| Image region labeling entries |
* * * * *

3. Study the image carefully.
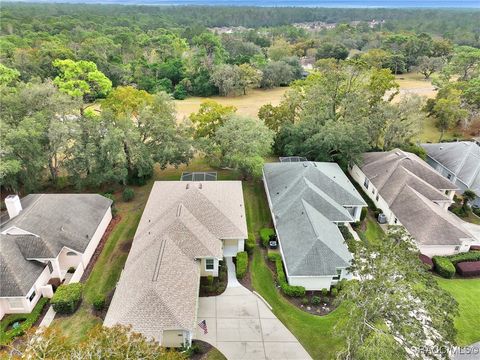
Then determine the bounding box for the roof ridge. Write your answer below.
[407,185,473,238]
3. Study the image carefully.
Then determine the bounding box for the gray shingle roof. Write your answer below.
[360,149,472,245]
[264,162,366,276]
[105,181,248,341]
[422,141,480,192]
[0,194,112,297]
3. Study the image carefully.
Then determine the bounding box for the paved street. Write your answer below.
[196,258,311,360]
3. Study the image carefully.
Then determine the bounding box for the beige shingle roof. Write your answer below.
[105,181,247,341]
[361,149,472,245]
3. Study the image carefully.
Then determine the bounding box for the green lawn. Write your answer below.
[437,277,480,346]
[243,181,345,359]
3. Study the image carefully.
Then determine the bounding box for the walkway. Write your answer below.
[195,257,311,360]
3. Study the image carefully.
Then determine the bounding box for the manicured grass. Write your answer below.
[251,247,345,359]
[358,216,384,243]
[243,181,345,359]
[437,277,480,346]
[175,87,288,119]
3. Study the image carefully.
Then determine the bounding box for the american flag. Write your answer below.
[198,320,208,335]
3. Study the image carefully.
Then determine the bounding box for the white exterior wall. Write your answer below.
[82,207,112,268]
[200,258,219,277]
[0,266,50,318]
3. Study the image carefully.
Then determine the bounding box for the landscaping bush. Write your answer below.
[311,296,322,305]
[0,298,48,345]
[122,188,135,202]
[360,208,368,221]
[245,235,255,254]
[455,261,480,276]
[92,294,106,311]
[52,283,83,314]
[236,251,248,279]
[432,256,455,279]
[445,251,480,265]
[260,228,275,247]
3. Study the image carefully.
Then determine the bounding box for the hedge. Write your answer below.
[52,283,83,314]
[0,298,48,345]
[432,256,455,279]
[260,228,275,247]
[456,261,480,276]
[245,235,255,254]
[268,254,305,297]
[236,251,248,279]
[445,251,480,265]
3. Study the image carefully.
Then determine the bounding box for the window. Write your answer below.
[333,269,342,280]
[205,259,215,271]
[363,177,370,189]
[8,298,23,310]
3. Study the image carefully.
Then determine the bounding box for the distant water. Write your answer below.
[10,0,480,8]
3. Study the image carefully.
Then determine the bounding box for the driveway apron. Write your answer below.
[195,257,311,360]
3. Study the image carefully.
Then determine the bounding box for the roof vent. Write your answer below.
[5,195,22,219]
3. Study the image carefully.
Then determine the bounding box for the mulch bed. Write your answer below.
[261,248,336,316]
[80,215,122,283]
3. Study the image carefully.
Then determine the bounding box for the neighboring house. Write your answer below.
[0,194,112,318]
[422,140,480,207]
[350,149,474,257]
[263,162,367,290]
[104,181,248,347]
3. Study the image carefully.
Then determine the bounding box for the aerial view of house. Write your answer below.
[104,181,248,347]
[0,194,112,318]
[350,149,474,256]
[263,161,367,290]
[422,140,480,207]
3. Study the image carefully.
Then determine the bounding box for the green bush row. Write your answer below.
[52,283,83,314]
[260,228,275,247]
[445,251,480,265]
[236,251,248,279]
[0,298,48,345]
[268,254,305,297]
[432,256,455,279]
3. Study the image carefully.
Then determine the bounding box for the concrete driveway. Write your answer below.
[195,258,311,360]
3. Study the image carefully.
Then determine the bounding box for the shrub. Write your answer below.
[0,298,48,345]
[236,251,248,279]
[102,193,115,206]
[432,256,455,279]
[245,235,255,254]
[360,208,368,221]
[311,296,322,305]
[260,228,275,247]
[456,261,480,276]
[122,188,135,202]
[445,251,480,265]
[275,254,305,297]
[92,294,106,311]
[52,283,83,314]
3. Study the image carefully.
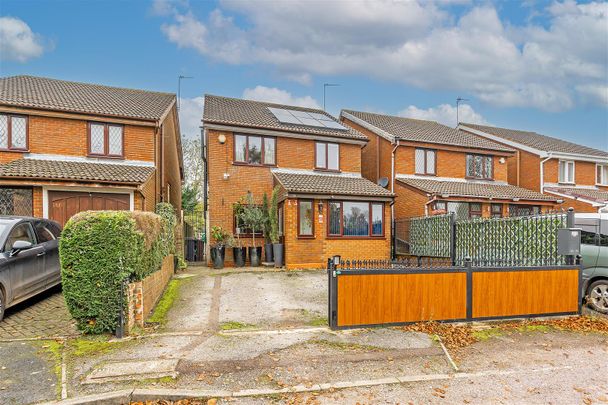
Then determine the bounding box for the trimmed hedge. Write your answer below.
[59,207,175,333]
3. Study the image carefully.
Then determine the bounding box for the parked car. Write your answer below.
[575,214,608,314]
[0,216,61,321]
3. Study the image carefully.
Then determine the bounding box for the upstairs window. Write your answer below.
[315,142,340,172]
[467,155,494,180]
[595,165,608,186]
[559,160,574,183]
[234,135,277,166]
[0,114,28,151]
[415,149,436,175]
[89,122,124,157]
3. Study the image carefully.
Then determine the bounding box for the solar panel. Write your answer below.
[268,107,346,131]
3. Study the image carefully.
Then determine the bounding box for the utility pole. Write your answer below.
[323,83,339,111]
[177,75,194,111]
[456,97,469,127]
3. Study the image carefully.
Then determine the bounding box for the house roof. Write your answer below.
[342,110,514,152]
[203,94,367,141]
[397,176,557,201]
[273,170,393,198]
[461,122,608,157]
[0,159,155,184]
[545,187,608,204]
[0,76,175,121]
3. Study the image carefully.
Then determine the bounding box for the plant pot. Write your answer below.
[232,247,247,267]
[264,243,272,263]
[211,246,226,269]
[272,243,283,267]
[249,246,262,267]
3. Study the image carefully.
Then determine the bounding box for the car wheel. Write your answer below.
[587,280,608,314]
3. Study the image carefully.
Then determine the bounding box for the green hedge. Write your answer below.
[59,210,175,333]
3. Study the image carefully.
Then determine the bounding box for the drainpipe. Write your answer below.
[540,153,551,194]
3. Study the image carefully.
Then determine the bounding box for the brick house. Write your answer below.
[203,95,392,268]
[340,110,557,219]
[459,123,608,212]
[0,76,183,224]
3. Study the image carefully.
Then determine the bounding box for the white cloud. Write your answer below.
[179,97,205,139]
[243,86,321,108]
[0,17,44,63]
[162,0,608,111]
[399,104,488,127]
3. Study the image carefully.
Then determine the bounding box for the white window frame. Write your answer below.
[595,163,608,186]
[557,160,576,184]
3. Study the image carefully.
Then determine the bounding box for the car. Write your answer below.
[574,213,608,314]
[0,216,61,321]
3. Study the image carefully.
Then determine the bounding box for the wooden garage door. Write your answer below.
[49,191,130,226]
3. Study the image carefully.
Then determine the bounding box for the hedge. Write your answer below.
[59,207,175,333]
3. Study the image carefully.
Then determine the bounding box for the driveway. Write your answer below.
[0,287,78,341]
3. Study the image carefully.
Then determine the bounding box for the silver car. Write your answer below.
[575,214,608,314]
[0,216,61,321]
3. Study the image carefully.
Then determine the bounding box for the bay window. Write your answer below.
[559,160,574,183]
[0,114,28,150]
[315,142,340,171]
[234,135,277,166]
[327,201,384,237]
[467,155,494,180]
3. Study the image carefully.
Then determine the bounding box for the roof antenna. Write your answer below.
[456,97,471,128]
[323,83,339,111]
[177,75,194,111]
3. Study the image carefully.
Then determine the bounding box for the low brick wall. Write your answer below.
[127,255,174,332]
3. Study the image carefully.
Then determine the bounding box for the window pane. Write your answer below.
[249,136,262,165]
[234,135,247,162]
[298,201,313,236]
[415,149,424,174]
[108,125,122,155]
[91,124,106,155]
[329,203,342,235]
[343,202,369,236]
[327,143,340,170]
[316,143,327,169]
[0,115,8,149]
[372,204,384,235]
[11,117,27,149]
[426,150,435,174]
[264,138,275,165]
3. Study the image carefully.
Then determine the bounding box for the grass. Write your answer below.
[146,279,182,325]
[220,321,255,330]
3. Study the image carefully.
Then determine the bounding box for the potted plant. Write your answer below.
[211,226,228,269]
[262,193,272,263]
[241,193,264,267]
[232,199,247,267]
[268,186,283,267]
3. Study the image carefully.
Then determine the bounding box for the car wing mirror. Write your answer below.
[9,240,33,257]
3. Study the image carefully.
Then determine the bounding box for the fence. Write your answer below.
[328,259,582,329]
[394,211,574,266]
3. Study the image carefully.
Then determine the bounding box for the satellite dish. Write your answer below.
[378,177,388,187]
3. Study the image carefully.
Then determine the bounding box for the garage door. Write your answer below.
[49,191,130,226]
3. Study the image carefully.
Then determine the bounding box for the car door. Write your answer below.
[34,220,61,288]
[3,221,46,301]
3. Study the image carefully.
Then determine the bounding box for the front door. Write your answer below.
[49,191,130,226]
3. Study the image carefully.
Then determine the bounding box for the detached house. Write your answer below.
[203,95,393,268]
[341,110,557,219]
[0,76,182,225]
[459,123,608,212]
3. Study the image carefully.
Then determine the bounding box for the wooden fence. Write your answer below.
[328,261,582,329]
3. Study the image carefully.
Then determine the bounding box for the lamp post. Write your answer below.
[323,83,339,111]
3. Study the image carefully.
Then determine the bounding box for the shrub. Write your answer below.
[59,207,175,333]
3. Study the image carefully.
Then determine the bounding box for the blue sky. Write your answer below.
[0,0,608,149]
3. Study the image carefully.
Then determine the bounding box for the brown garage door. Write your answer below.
[49,191,129,226]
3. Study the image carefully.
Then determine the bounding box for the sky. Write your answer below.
[0,0,608,150]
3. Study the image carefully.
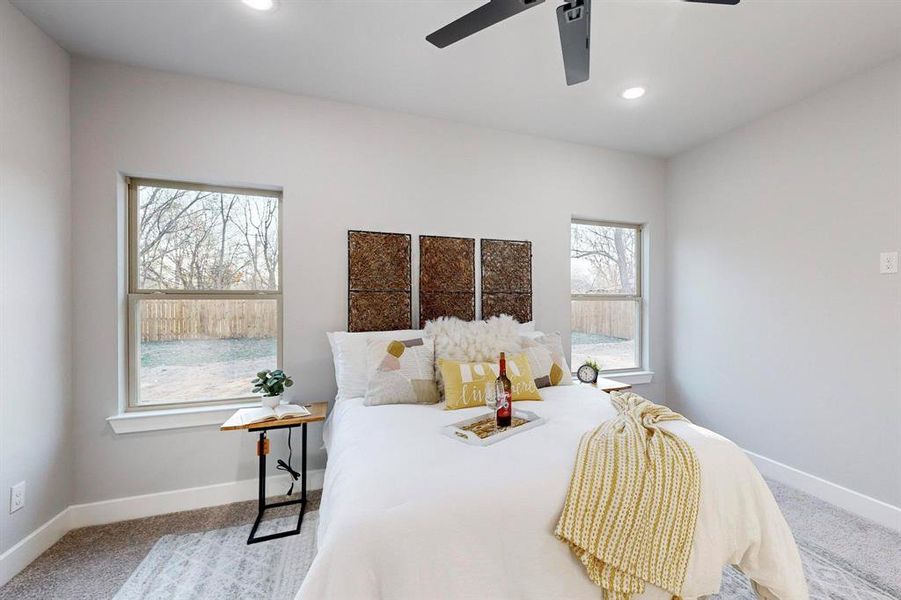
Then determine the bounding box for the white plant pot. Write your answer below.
[260,396,282,408]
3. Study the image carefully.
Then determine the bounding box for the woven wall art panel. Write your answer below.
[419,235,476,327]
[480,240,532,323]
[347,291,413,331]
[347,231,413,331]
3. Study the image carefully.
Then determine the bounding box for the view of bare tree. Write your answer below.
[570,224,636,294]
[137,186,278,290]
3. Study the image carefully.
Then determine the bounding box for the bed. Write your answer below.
[297,385,807,600]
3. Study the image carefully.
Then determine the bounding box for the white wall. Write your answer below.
[72,59,664,502]
[667,61,901,506]
[0,0,73,553]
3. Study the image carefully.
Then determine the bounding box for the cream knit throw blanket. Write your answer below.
[555,392,701,600]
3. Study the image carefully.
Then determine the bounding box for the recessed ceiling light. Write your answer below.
[241,0,275,10]
[620,87,647,100]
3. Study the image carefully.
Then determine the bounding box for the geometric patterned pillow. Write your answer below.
[363,338,439,406]
[520,333,573,388]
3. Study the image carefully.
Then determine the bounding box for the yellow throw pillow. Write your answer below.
[438,354,541,410]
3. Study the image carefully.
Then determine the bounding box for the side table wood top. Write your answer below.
[219,402,328,431]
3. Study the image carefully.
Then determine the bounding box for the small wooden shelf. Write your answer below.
[589,377,632,394]
[219,402,328,431]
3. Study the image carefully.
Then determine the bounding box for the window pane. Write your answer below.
[570,223,638,295]
[137,299,278,406]
[136,186,278,290]
[572,300,641,371]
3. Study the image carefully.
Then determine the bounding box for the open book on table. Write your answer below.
[240,404,310,425]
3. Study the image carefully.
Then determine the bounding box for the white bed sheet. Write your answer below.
[298,385,807,600]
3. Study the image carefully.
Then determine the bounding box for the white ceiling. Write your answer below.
[13,0,901,156]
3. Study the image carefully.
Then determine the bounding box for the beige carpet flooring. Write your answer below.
[0,481,901,600]
[0,490,321,600]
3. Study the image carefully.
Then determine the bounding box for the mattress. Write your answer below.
[298,385,807,600]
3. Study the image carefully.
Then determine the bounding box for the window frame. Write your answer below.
[569,217,644,375]
[125,177,284,412]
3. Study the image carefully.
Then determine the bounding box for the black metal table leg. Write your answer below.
[247,423,307,544]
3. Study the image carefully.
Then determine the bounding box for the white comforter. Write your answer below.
[298,385,807,600]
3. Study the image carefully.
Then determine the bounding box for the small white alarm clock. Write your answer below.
[576,365,598,383]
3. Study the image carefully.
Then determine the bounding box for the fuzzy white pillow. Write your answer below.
[423,315,522,362]
[422,315,535,399]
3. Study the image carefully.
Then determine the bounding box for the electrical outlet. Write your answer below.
[879,252,898,273]
[9,481,25,514]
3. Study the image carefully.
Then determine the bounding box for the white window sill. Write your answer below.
[106,402,260,434]
[573,371,654,385]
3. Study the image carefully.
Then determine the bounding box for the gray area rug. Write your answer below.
[115,511,901,600]
[711,540,901,600]
[115,511,319,600]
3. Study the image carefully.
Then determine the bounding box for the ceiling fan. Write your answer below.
[425,0,740,85]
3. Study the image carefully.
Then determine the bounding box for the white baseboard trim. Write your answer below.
[0,469,325,586]
[0,507,71,586]
[745,450,901,531]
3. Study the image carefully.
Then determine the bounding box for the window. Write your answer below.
[128,179,282,409]
[570,220,642,371]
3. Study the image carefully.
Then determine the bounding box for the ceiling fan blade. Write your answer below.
[425,0,544,48]
[557,0,591,85]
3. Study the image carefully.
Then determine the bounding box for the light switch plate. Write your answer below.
[9,481,25,514]
[879,252,898,273]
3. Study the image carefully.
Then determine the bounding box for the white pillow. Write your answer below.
[520,331,572,388]
[327,329,422,400]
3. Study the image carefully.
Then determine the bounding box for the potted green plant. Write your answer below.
[250,369,294,408]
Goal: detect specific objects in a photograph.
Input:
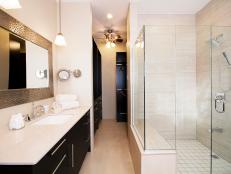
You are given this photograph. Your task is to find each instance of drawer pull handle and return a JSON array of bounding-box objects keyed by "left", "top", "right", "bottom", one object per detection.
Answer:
[
  {"left": 85, "top": 137, "right": 90, "bottom": 143},
  {"left": 52, "top": 154, "right": 67, "bottom": 174},
  {"left": 71, "top": 144, "right": 75, "bottom": 168},
  {"left": 51, "top": 139, "right": 66, "bottom": 156},
  {"left": 84, "top": 120, "right": 90, "bottom": 125}
]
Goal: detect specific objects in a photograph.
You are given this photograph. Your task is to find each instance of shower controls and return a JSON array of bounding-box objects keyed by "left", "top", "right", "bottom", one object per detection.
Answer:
[{"left": 215, "top": 93, "right": 225, "bottom": 113}]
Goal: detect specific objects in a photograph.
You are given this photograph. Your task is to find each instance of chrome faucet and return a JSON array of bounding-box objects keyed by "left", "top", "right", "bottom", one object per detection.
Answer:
[{"left": 31, "top": 103, "right": 45, "bottom": 118}]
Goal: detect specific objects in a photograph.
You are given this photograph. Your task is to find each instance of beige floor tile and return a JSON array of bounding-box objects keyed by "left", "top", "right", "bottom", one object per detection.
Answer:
[{"left": 80, "top": 120, "right": 134, "bottom": 174}]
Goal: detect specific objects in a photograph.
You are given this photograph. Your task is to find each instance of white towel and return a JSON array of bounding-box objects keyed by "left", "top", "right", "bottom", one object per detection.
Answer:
[
  {"left": 59, "top": 101, "right": 79, "bottom": 110},
  {"left": 55, "top": 94, "right": 77, "bottom": 103}
]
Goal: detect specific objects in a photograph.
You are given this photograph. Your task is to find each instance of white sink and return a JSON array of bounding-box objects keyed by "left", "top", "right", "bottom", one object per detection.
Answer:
[{"left": 33, "top": 115, "right": 73, "bottom": 125}]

* * * * *

| Your objective |
Return everything in the material, word for word, from its very beginning down to and including the line that contains "[196,258,311,360]". Omit the pictures from your answer.

| The solution |
3. Study the image carefully.
Then determine the bounding box for the roof ridge. Write your answer below.
[407,185,473,238]
3. Study the image carefully.
Then determine the bounding box for the gray shingle roof. Write your answer below.
[360,149,472,245]
[264,162,366,276]
[105,181,248,341]
[422,141,480,192]
[0,194,112,297]
3. Study the image carefully.
Then determine the bounding box for the paved street. Write your answer below.
[196,258,311,360]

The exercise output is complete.